Work instructions => Write down every entry once more, exactly as it reads.

BEGIN Study material

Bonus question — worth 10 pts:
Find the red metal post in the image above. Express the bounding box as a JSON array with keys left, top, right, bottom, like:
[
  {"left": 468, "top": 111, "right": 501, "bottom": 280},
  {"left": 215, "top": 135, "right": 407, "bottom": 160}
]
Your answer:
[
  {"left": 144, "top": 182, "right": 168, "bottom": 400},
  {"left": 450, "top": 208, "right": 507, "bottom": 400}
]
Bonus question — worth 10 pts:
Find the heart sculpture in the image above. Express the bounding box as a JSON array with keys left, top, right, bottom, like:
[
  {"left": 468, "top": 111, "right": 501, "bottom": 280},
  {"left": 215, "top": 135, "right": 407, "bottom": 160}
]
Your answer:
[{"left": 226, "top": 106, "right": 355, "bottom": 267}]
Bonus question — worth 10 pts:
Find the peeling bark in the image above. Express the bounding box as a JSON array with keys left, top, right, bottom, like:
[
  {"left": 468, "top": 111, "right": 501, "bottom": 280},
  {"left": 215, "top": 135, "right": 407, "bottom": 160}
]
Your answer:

END Study material

Answer below =>
Bonus question — worth 10 pts:
Find the red metal post in the image above. Express the bounding box as a JSON array with keys left, top, right, bottom, like:
[
  {"left": 468, "top": 111, "right": 501, "bottom": 280},
  {"left": 215, "top": 135, "right": 407, "bottom": 160}
]
Your answer:
[
  {"left": 144, "top": 182, "right": 168, "bottom": 400},
  {"left": 450, "top": 208, "right": 507, "bottom": 400}
]
Bonus question — worth 10 pts:
Find the heart sculpture in the image above. Express the bounding box as a JSON array with keys left, top, right, bottom, like:
[
  {"left": 468, "top": 111, "right": 501, "bottom": 280},
  {"left": 215, "top": 135, "right": 407, "bottom": 160}
]
Your answer:
[{"left": 226, "top": 106, "right": 355, "bottom": 267}]
Bonus question — worth 10 pts:
Find the peeling bark in the image above. Express the bounding box as a JSON array with keys left, top, right, bottom, like:
[
  {"left": 468, "top": 111, "right": 501, "bottom": 280},
  {"left": 215, "top": 135, "right": 407, "bottom": 160}
]
Your answer:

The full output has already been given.